■ **Text extract**:
The invention includes, but is not limited to, all embodiments within the scope of the claims appended hereto and also any and all novel subject-matter disclosed herein and combinations thereof, as well as all variations, modifications and substitutions to the embodiments described herein that fall within the scope of the present invention as defined by the claims.

Computer Systems

The processing modules, blocks and entities described herein, such as the generation of error patterns, implementation of hash functions, encryption devices, codeword construction, permutation devices and error correction decoding may be implemented by computer systems such as computer system 1000 as shown in FIG. 32 with execution by such computer systems 1000. After reading this description, it will become apparent to a person skilled in the art how to implement the invention using other computer systems and/or computer architectures and other signal processing hardware.

Computer system 1000 includes one or more processors, such as processor 1004. Processor 1004 may be any type of processor, including but not limited to a special purpose or a general-purpose digital signal processor. Processor 1004 is connected to a communication infrastructure 1006 (for example, a bus or network). Various software implementations are described in terms of this exemplary computer system. After reading this description, it will become apparent to a person skilled in the art how to implement the invention using other computer systems and/or computer architectures and other signal processing hardware.

Computer system 1000 also includes a user input interface 1003 connected to one or more input device(s) 1005 and a display interface 1007 connected to one or more display(s) 1009. Input devices 1005 may include, for example, a pointing device such as a mouse or touchpad, a keyboard, a touchscreen such as a resistive or capacitive touchscreen, etc. After reading this description, it will become apparent to a person skilled in the art how to implement the invention using other computer systems and/or computer architectures, for example using mobile electronic devices with integrated input and display components.

Computer system 1000 also includes a main memory 1008, preferably random access memory (RAM), and may also include a secondary memory 610. Secondary memory 1010 may include, for example, a hard disk drive 1012 and/or a removable storage drive 1014, representing a floppy disk drive, a magnetic tape drive, an optical disk drive, etc. Removable storage drive 1014 reads from and/or writes to a removable storage unit 1018 in a well-known manner. Removable storage unit 1018 represents a floppy disk, magnetic tape, optical disk, etc., which is read by and written to by removable storage drive 1014. As will be appreciated, removable storage unit 1018 includes a computer usable storage medium having stored therein computer software and/or data.

In alternative implementations, secondary memory 1010 may include other similar means for allowing computer programs or other instructions to be loaded into computer system 1000. Such means may include, for example, a removable storage unit 1022 and an interface 1020. Examples of such means may include a program cartridge and cartridge interface (such as that previously found in video game devices), a removable memory chip (such as an EPROM, or PROM, or flash memory) and associated socket, and other removable storage units 1022 and interfaces 1020 which allow software and data to be transferred from removable storage unit 1022 to computer system 1000. Alternatively, the program may be executed and/or the data accessed from the removable storage unit 1022, using the processor 1004 of the computer system 1000.

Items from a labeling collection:
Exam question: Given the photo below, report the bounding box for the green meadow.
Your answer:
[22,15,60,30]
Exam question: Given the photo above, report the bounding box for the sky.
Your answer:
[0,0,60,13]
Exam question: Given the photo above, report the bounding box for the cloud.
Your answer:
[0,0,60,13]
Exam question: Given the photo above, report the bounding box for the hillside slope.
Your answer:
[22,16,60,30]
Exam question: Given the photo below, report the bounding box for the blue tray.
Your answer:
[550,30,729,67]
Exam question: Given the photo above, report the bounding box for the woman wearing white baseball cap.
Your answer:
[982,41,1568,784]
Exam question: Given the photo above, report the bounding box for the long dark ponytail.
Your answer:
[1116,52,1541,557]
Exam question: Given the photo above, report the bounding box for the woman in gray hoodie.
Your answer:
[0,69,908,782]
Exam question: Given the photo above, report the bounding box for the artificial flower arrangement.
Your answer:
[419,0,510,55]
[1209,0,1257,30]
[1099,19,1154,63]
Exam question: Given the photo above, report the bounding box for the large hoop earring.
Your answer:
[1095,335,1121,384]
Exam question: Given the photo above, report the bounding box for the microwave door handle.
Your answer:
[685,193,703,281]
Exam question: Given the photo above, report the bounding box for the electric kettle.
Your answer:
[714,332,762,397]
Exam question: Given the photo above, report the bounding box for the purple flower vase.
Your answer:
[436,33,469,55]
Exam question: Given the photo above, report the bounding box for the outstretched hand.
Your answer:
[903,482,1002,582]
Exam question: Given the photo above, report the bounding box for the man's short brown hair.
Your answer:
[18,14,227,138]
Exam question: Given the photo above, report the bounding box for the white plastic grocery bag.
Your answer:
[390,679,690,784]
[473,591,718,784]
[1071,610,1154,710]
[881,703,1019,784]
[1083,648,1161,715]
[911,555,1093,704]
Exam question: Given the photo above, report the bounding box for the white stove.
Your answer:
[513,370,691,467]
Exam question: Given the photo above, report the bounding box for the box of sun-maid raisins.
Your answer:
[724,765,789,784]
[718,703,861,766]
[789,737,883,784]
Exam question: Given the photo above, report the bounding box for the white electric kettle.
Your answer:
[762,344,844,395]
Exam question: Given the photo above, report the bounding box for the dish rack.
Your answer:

■ **Exercise requirements**:
**a)** According to the computer systems text, what is processor 1004 connected to?
**b)** Duplicate the part of the computer systems text starting at "Computer system 1000 also includes a user" and ending at "and display components.".

■ **Responses to the tasks**:
**a)** A communication infrastructure 1006, for example a bus or network.

**b)**
Computer system 1000 also includes a user input interface 1003 connected to one or more input device(s) 1005 and a display interface 1007 connected to one or more display(s) 1009. Input devices 1005 may include, for example, a pointing device such as a mouse or touchpad, a keyboard, a touchscreen such as a resistive or capacitive touchscreen, etc. After reading this description, it will become apparent to a person skilled in the art how to implement the invention using other computer systems and/or computer architectures, for example using mobile electronic devices with integrated input and display components.